# Extrait choisi
■ ■ ■ ■

En définitive, la Cour d'appel a repris les rémunérations retenues par l'expert
dans son calcul de la valeur substantielle. Elle a rectifié en conséquence le
calcul de la valeur de rendement, en ce sens qu'une rémunération globale de
203'000 fr. (au lieu de 211'200 fr.) devait être retenue en 1999.

3.5 La recourante reproche à l'autorité d'appel d'avoir retenu un salaire
mensuel de 10'000 fr. en se fondant sur un motif erroné, à savoir que les
parties auraient tacitement admis le montant retenu par la fiduciaire dans son
évaluation du 14 octobre 1999. Cet argument avait certes été invoqué par le
premier juge, mais il n'apparaît pas que la Cour d'appel l'ait fait sien.
Celle-ci s'est manifestement fondée sur l'avis de l'expert judiciaire. A
l'évidence, celui-ci a tenu compte des prélèvements opérés en 1998 et 1999, et
les a confrontés aux chiffres de la pratique pour retenir le montant de 10'000
fr. En bref, la Cour d'appel a recouru au principe de la confiance faute
d'avoir pu établir la volonté réelle des parties.

■ ■ ■ ■

# Exercices
A - Indiquez si chacune des affirmations (i), (ii) et (iii) concorde avec l'extrait choisi, en répondant par oui ou non et en citant mot pour mot le passage décisif. (i) Pour 1999, la Cour d'appel a retenu une rémunération globale de 211'200 fr. (ii) La Cour d'appel s'est fondée sur l'avis de l'expert judiciaire. (iii) L'expert a tenu compte des prélèvements opérés en 1998 et 1999.
B - Résumez l'extrait choisi en deux phrases, s'il vous plaît.
Les lignes qui suivent proviennent d'une autre source.

■ ■ ■ ■

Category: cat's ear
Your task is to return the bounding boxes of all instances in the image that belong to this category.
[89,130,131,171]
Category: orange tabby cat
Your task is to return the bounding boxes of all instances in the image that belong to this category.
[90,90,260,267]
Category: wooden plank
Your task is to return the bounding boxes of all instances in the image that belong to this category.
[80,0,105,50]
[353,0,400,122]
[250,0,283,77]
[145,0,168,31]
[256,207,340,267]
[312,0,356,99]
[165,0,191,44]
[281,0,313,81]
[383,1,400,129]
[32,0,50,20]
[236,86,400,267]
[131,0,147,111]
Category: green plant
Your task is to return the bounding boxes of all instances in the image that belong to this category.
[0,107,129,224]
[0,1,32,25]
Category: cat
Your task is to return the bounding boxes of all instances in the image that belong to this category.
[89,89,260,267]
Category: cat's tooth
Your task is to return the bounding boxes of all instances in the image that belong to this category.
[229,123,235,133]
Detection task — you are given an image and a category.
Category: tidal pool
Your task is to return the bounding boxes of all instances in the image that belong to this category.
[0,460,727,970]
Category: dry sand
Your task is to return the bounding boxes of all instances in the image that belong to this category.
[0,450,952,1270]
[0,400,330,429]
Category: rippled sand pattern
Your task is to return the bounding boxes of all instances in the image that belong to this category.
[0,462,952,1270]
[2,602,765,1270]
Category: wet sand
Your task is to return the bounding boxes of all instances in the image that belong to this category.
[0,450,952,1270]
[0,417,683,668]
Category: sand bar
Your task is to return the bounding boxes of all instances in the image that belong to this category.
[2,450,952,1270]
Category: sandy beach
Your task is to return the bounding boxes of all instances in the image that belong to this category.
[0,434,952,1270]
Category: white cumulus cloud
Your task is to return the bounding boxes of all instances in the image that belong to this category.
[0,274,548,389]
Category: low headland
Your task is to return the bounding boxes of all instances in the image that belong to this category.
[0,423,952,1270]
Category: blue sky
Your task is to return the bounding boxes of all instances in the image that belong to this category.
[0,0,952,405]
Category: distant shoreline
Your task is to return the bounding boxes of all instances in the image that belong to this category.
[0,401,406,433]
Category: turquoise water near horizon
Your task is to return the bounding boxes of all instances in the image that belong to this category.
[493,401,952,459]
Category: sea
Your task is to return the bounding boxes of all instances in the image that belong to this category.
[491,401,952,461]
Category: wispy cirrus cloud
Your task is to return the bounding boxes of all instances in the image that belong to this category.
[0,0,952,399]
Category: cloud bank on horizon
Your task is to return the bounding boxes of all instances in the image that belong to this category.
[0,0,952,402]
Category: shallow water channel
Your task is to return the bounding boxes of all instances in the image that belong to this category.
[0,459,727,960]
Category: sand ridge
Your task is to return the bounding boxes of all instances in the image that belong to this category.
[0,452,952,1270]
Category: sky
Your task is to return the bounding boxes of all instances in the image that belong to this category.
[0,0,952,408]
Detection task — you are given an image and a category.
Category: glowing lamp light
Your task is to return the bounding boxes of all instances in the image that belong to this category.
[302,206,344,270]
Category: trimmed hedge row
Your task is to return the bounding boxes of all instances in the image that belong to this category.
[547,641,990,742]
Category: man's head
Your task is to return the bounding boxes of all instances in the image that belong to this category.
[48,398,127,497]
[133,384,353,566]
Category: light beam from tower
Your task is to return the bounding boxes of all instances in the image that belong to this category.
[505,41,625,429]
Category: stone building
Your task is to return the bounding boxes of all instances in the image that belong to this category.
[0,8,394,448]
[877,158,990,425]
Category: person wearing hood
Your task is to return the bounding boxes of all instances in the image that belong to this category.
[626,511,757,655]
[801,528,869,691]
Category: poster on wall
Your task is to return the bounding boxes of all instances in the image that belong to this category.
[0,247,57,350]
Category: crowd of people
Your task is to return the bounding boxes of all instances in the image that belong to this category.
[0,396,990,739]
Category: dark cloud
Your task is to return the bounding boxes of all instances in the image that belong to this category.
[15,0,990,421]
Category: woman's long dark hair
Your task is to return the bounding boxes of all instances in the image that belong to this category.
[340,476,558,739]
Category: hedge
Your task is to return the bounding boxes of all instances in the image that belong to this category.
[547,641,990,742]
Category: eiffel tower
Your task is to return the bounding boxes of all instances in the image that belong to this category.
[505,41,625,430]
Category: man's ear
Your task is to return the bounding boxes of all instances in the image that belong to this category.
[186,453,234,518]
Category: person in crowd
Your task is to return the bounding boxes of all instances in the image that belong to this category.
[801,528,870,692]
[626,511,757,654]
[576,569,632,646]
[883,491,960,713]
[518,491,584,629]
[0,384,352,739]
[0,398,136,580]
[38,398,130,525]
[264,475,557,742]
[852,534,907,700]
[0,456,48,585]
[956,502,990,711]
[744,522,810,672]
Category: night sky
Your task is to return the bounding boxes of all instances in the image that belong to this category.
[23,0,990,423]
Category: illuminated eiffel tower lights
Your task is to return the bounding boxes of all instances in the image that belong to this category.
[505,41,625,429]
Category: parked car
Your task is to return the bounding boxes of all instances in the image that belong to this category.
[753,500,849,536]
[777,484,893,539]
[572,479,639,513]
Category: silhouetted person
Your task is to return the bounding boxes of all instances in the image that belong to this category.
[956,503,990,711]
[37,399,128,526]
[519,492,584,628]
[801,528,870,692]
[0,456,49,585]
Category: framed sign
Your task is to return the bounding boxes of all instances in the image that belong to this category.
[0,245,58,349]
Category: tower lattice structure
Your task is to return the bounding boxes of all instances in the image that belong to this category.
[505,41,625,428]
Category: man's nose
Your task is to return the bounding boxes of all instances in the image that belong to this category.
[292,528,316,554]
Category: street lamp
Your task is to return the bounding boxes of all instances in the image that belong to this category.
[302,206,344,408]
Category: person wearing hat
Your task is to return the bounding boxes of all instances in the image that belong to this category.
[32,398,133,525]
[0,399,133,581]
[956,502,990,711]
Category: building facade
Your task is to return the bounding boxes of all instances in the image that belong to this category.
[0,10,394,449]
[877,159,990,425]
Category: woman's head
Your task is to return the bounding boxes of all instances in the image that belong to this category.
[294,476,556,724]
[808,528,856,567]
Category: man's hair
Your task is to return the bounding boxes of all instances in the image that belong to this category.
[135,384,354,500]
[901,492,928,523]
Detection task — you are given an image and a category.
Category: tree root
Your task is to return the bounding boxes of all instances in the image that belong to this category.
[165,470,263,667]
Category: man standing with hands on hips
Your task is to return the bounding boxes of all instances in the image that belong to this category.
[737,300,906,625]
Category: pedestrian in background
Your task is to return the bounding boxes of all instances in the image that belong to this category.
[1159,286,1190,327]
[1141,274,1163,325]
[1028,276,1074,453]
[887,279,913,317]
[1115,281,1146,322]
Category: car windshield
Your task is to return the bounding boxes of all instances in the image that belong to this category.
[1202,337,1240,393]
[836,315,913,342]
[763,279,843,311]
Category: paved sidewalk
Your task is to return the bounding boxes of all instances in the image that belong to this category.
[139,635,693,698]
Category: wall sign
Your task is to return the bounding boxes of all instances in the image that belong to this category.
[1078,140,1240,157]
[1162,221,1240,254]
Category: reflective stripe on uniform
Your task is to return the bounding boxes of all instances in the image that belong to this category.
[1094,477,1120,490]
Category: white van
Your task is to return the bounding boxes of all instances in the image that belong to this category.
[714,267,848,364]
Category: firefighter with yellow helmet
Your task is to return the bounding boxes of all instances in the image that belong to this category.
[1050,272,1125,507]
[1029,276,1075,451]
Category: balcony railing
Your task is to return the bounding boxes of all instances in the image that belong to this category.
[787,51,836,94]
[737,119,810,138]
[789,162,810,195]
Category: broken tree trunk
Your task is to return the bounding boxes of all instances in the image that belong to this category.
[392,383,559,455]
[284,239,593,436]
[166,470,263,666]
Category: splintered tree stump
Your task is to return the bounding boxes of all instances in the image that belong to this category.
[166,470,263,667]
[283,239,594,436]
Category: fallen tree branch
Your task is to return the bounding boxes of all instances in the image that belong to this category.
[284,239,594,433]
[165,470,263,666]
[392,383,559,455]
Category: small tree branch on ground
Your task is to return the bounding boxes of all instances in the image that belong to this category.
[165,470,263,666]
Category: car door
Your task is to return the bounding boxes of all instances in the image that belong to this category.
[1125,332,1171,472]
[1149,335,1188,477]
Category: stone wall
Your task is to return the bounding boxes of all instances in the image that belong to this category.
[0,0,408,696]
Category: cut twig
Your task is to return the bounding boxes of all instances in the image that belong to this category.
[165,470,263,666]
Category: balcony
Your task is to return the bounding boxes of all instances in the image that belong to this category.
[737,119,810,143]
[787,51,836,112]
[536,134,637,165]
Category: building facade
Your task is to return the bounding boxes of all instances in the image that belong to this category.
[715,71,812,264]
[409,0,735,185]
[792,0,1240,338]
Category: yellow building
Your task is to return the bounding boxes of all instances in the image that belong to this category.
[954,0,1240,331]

■ ■ ■ ■

# Corrigés des exercices
A -
(i) Non : « une rémunération globale de 203'000 fr. (au lieu de 211'200 fr.) devait être retenue en 1999 ».
(ii) Oui : « Celle-ci s'est manifestement fondée sur l'avis de l'expert judiciaire. »
(iii) Oui : « celui-ci a tenu compte des prélèvements opérés en 1998 et 1999 ».

B - La Cour d'appel a repris les rémunérations retenues par l'expert et a rectifié le calcul de la valeur de rendement en retenant une rémunération globale de 203'000 fr. en 1999. La recourante conteste le salaire mensuel de 10'000 fr. au motif d'un raisonnement erroné, mais il n'apparaît pas que la Cour d'appel ait fait sien l'argument du premier juge : elle s'est fondée sur l'avis de l'expert judiciaire, qui a confronté les prélèvements de 1998 et 1999 aux chiffres de la pratique.